■ SELECTED EXTRACT
Multicast: Delivering a packet to a set of receivers
Broadcast: Delivering a packet to all receivers

IP version 4 has unicast, multicast and broadcast while the new IP version 6 has unicast, anycast and multicast. Originally in the IP world the receiver has been a host or a router, but it is more clear to identify the receiver as an interface in a host or a router.

There are a few different ways how multicasting could be implemented in a IP network (a datagram network): multiple unicast, multiple addresses in a packet or dedicated multicast addresses. Dedicated multicast adresses is the normal multicast implementation model in the IP protocol world.

Multiple unicast

This choice would waste network bandwith because there would be a instance of a packet for all recipients even if some or all of them have the same route, and the same links along the path. The sender must know the identity (the address) of all the recipients in this method. This is not generally a desired property in multicasting type applications, because a registering mecahnism is needed, each receiver must register itself to the sender. This also loads the senders resources with the registering information.

Multiple addresses in a packet

This would not consume as much network bandwith as multiple unicast, because there can be only one instance of the packet for all recipients. All recipients that have at least partially the same route are listed in a single packet. There is anyway a major problem in this method for IP networking, because there is a limit for the maximum size of a IP packet, 65535 bytes (octets). The limit is set by the 16-bit long packet length field in the IP header. In most link types, the maximum size is actually much smaller, for ethernet it is only 1500 bytes and for IEEE 802.3 it is 1492 bytes [12]. This limits the maximum number of recipient addresses in a single packet so this would only partially help in the bandwith wasting problem of the previous method. Another drawback in this method is that there would be much more processing in a router when there is a list of addresses instead of a single address.

Multicast addresses

This is the normal multicast implementation model in the IP protocol world. In this choice, the sender does not need to know the recipients so it is the lightest choice for the senders resources. Also, while the sender does not have the receiver's identity, we must use connectionless UDP on top of IP. The question of saving the network link bandwith is left to the routers and the routing policy for these multicast addresses becomes a separate issue from the normal unicast address routing. With good multicast routing algorithms and protocols, wasting bandwith can be avoided. This method needs a protocol for recivers and multicast aware routers to decide which hosts and routers need packets for which multicast adresses. This protocol is currently IGMP. The multicast address format is described in chapter 3.

1.2 Multicast routing

A router recongnizes the type of casting by the address format of the packet. Routing mechanism for unicast (and anycast) is conceptually very simple, there is always only one link to which a router sends a unicast packet. Broadcast is also a quite simple case.

■ STORED DATA
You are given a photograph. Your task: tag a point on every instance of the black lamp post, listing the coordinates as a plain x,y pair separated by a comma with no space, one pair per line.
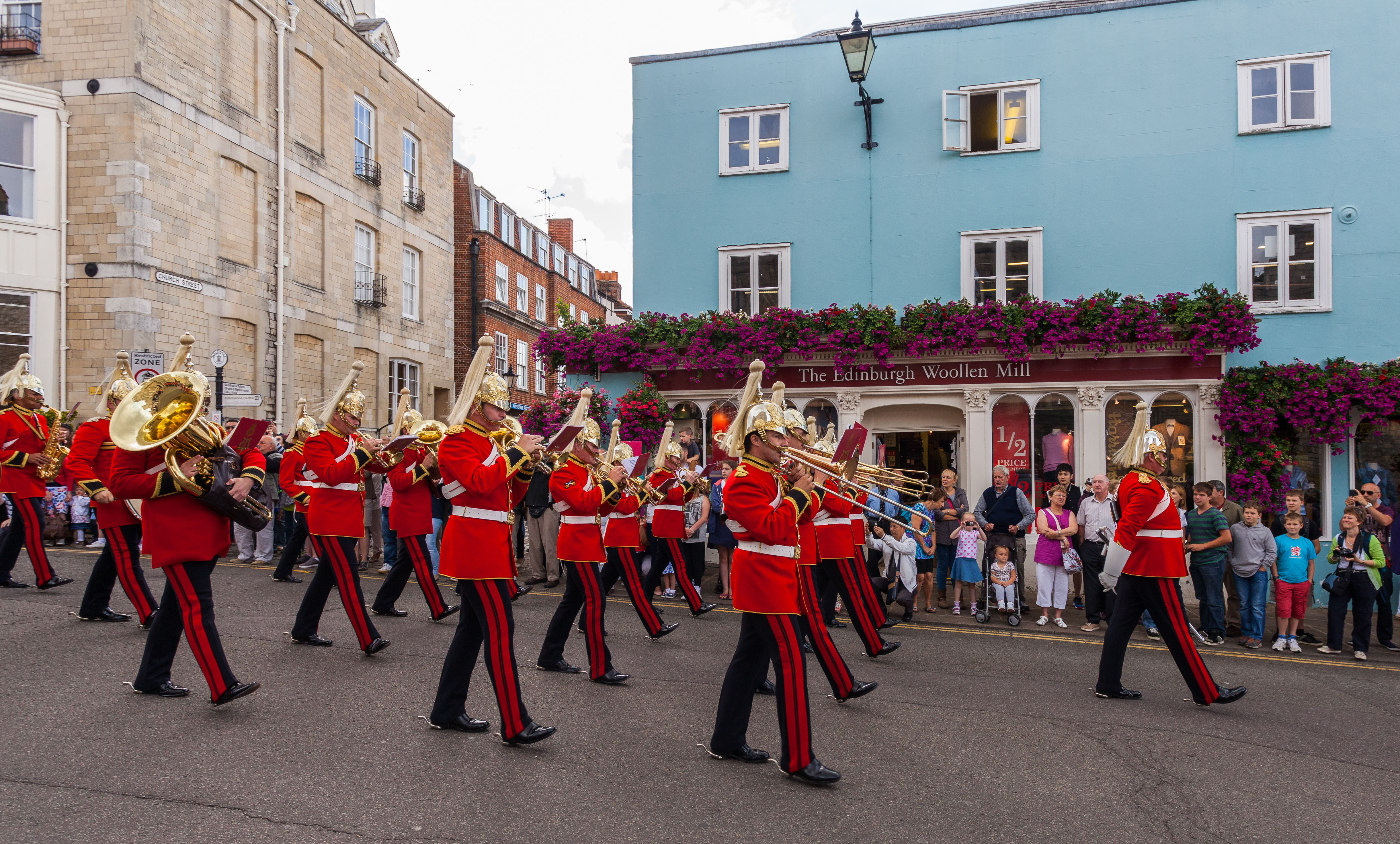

■ REQUIRED TASK 1
According to the multicast passage, what protocol currently decides which hosts and routers need packets for which multicast addresses?
■ REQUIRED TASK 2
From the multicast passage, extract the stretch from "This is the" through "in chapter 3.".
The data is separate from the multicast passage.

■ RIGHT ANSWER 1
IGMP

■ RIGHT ANSWER 2
This is the normal multicast implementation model in the IP protocol world. In this choice, the sender does not need to know the recipients so it is the lightest choice for the senders resources. Also, while the sender does not have the receiver's identity, we must use connectionless UDP on top of IP. The question of saving the network link bandwith is left to the routers and the routing policy for these multicast addresses becomes a separate issue from the normal unicast address routing. With good multicast routing algorithms and protocols, wasting bandwith can be avoided. This method needs a protocol for recivers and multicast aware routers to decide which hosts and routers need packets for which multicast adresses. This protocol is currently IGMP. The multicast address format is described in chapter 3.